• **What is asked**:
Rewrite the data starting at its beginning and ending at the line containing "[8,112,154,333]", both ends included, keeping every line but shifting each bounding box coordinate up by 63. Leave the pictures out.
┌──
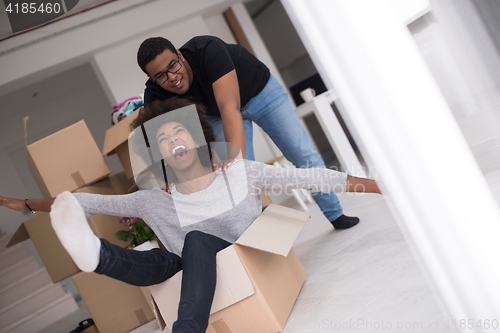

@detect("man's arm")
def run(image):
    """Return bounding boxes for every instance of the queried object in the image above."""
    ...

[212,69,246,158]
[0,196,55,212]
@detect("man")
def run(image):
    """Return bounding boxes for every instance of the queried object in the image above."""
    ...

[137,36,359,229]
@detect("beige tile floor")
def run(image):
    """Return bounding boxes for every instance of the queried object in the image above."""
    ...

[132,194,452,333]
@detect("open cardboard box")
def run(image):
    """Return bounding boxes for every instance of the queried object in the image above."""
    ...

[149,204,310,333]
[24,117,110,198]
[7,172,137,283]
[71,272,155,333]
[102,107,143,178]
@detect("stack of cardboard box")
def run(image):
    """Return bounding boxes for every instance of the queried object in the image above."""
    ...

[11,110,310,333]
[8,112,154,333]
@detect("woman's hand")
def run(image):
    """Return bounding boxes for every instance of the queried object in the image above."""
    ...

[213,158,236,172]
[0,195,55,212]
[0,195,29,212]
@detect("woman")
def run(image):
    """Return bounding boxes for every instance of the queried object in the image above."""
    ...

[0,98,380,332]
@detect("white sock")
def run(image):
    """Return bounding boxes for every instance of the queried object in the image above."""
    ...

[50,191,101,272]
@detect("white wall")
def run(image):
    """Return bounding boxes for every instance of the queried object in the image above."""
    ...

[410,0,500,174]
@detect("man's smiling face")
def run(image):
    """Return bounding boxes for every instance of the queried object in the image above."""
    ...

[145,50,193,95]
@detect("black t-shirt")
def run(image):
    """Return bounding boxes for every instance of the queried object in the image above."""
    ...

[144,36,271,116]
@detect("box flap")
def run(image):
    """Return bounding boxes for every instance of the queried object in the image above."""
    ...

[236,204,311,257]
[6,222,30,247]
[102,107,143,155]
[210,246,255,314]
[27,120,110,197]
[149,246,255,329]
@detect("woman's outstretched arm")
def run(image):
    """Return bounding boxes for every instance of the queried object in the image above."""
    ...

[0,195,55,212]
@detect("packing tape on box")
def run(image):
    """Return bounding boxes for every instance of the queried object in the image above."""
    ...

[71,171,87,188]
[212,319,232,333]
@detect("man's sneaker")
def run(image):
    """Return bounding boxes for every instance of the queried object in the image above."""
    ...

[330,214,359,229]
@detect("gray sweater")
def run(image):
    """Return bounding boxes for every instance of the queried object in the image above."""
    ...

[74,160,347,256]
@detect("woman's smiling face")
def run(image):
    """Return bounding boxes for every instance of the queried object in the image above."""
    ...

[156,121,199,170]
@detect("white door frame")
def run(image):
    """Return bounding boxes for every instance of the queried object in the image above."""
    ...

[282,0,500,322]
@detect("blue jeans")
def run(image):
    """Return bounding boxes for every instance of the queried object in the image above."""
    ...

[95,231,231,333]
[206,76,342,221]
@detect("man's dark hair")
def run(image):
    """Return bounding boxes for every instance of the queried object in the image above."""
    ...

[129,97,216,182]
[137,37,177,75]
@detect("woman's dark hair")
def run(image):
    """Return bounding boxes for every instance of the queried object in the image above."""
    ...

[130,97,215,184]
[137,37,177,75]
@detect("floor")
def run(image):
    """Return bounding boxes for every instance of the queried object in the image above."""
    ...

[131,194,452,333]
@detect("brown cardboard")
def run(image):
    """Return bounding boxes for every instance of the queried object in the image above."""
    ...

[74,172,135,247]
[102,107,143,178]
[149,204,310,333]
[72,272,155,333]
[24,117,110,198]
[7,212,80,283]
[7,172,133,283]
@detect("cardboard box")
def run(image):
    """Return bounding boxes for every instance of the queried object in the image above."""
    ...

[7,172,138,283]
[72,272,155,333]
[7,212,80,283]
[102,107,143,178]
[24,117,110,198]
[149,204,310,333]
[74,172,135,247]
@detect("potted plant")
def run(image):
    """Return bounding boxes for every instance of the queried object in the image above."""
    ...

[115,217,158,251]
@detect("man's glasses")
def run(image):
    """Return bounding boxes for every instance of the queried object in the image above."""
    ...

[154,54,182,86]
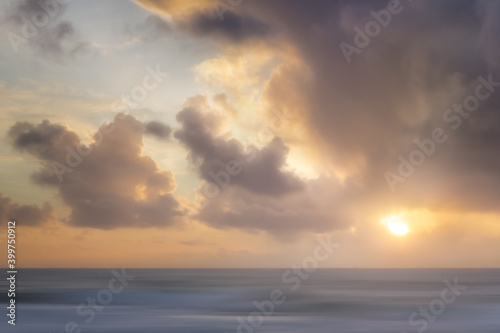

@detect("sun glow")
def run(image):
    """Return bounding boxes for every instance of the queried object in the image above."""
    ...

[382,215,410,236]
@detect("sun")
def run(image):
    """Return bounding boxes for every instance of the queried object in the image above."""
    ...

[382,215,410,236]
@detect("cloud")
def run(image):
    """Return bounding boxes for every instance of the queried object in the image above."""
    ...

[174,96,354,238]
[8,114,180,229]
[145,121,172,140]
[178,12,272,43]
[174,95,304,196]
[3,0,88,62]
[0,194,53,227]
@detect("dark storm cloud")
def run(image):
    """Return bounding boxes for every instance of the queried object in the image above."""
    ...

[0,194,53,226]
[144,121,172,140]
[229,0,500,211]
[8,114,180,229]
[179,11,271,43]
[3,0,88,61]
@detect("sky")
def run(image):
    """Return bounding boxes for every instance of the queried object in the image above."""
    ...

[0,0,500,268]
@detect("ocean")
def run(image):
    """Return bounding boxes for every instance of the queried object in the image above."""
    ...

[0,268,500,333]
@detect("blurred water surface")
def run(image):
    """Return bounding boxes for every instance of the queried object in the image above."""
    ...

[0,269,500,333]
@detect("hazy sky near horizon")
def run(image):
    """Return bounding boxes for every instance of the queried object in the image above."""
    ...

[0,0,500,268]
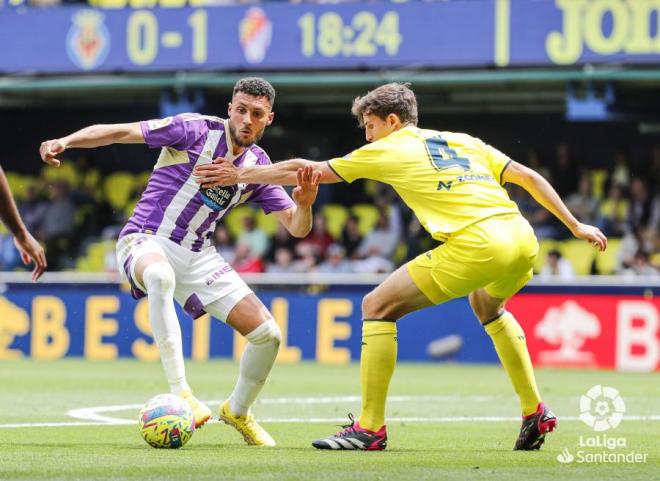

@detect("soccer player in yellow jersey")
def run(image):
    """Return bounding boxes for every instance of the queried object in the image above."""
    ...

[196,83,607,450]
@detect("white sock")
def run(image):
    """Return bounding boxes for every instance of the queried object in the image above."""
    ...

[142,262,190,395]
[229,319,282,416]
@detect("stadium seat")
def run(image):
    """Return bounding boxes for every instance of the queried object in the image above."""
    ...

[5,172,33,201]
[321,204,348,239]
[257,209,280,237]
[103,172,135,210]
[224,205,254,239]
[559,239,596,276]
[596,239,621,275]
[351,204,380,235]
[591,169,609,200]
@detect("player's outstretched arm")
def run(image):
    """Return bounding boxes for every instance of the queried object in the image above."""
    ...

[39,122,144,167]
[193,157,341,188]
[502,162,607,251]
[275,165,321,237]
[0,167,48,281]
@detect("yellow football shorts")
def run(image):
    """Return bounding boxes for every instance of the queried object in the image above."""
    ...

[408,215,539,304]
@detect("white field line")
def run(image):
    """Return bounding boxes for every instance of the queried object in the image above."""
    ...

[0,395,660,429]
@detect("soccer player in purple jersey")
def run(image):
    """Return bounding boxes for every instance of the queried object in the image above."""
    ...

[40,77,319,446]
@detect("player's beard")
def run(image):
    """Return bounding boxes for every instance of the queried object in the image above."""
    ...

[229,122,266,147]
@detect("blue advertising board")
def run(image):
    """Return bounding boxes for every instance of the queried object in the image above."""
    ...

[0,283,497,364]
[0,0,660,73]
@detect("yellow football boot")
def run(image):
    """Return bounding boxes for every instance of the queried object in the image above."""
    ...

[220,400,275,446]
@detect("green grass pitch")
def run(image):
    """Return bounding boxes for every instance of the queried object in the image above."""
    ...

[0,359,660,481]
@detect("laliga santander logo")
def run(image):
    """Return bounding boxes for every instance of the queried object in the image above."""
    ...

[66,10,110,70]
[238,7,273,63]
[580,384,626,432]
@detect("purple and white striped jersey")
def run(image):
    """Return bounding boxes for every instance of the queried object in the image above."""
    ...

[119,114,294,252]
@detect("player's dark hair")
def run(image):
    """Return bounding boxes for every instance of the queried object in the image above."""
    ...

[232,77,275,107]
[351,82,417,127]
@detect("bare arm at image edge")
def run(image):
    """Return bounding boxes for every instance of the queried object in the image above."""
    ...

[0,167,48,281]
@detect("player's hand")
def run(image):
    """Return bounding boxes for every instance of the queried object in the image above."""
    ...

[573,222,607,252]
[193,157,241,189]
[291,165,321,207]
[39,139,66,167]
[14,232,48,281]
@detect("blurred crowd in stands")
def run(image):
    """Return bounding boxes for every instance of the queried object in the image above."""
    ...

[0,0,394,9]
[0,143,660,280]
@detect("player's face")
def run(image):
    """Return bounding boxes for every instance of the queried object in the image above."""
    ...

[228,92,275,147]
[362,114,398,142]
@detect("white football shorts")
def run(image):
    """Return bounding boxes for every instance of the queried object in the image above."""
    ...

[117,233,252,322]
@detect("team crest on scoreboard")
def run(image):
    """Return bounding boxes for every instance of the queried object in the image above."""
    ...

[238,7,273,63]
[66,10,110,70]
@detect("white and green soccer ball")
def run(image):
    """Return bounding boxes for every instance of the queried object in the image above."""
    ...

[139,394,195,449]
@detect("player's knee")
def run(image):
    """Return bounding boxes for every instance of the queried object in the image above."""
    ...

[247,318,282,347]
[156,336,181,356]
[362,291,394,319]
[468,292,501,324]
[142,262,176,295]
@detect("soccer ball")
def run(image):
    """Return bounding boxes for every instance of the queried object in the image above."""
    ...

[139,394,195,449]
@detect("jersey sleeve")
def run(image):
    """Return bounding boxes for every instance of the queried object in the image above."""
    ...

[140,115,205,150]
[248,149,295,214]
[482,142,511,185]
[328,141,384,184]
[248,184,295,214]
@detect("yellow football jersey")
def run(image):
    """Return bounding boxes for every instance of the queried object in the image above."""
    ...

[329,126,520,241]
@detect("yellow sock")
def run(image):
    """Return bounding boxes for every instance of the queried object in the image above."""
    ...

[485,311,541,416]
[359,320,397,431]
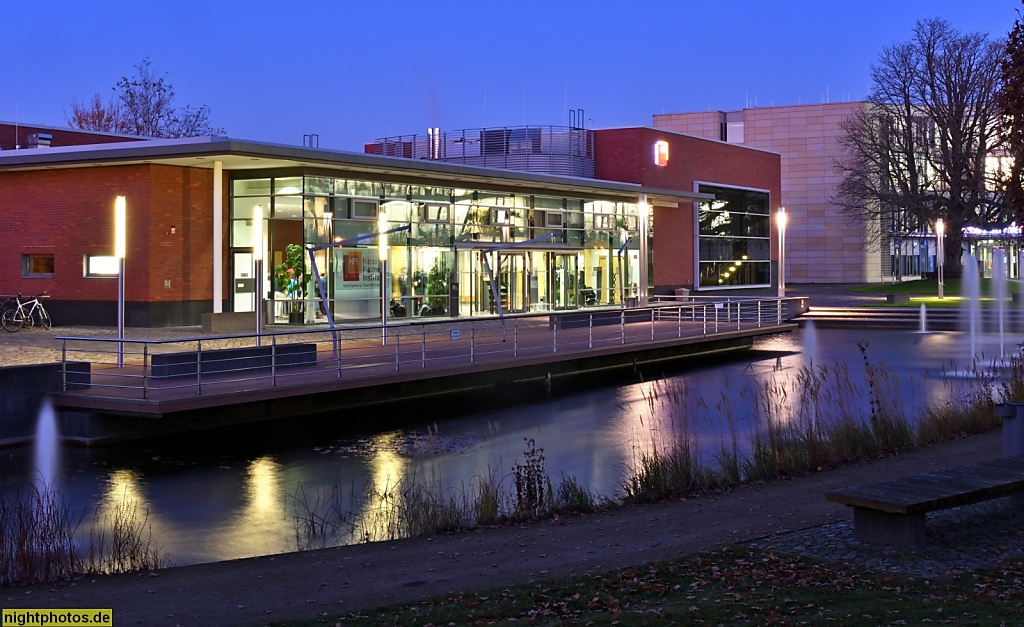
└──
• **Problem solution**:
@detect("man's arm")
def run(image):
    """Return bounding boxes for every instance of the queried object in the image above."""
    ...

[275,132,309,221]
[63,259,118,275]
@detect("man")
def run(image):
    """Return bounding boxes for every instance of the queried object in the image above."""
    ...

[200,99,422,292]
@detect("beige tile floor")
def run(image):
    """Return bounding boxes for every instance of the queried object in the image above."""
    ...

[195,257,515,396]
@detect("open cardboard box")
def run(image):
    """Return bounding boxes for every instance of the queried object in the image above."""
    ...

[212,267,373,396]
[87,180,173,261]
[70,235,200,346]
[134,335,218,396]
[165,170,206,241]
@detect("stack of cardboard box")
def run(image):
    """Return bounding boxes for every instance of the queried object in the image above."""
    ...

[74,173,373,396]
[71,175,217,396]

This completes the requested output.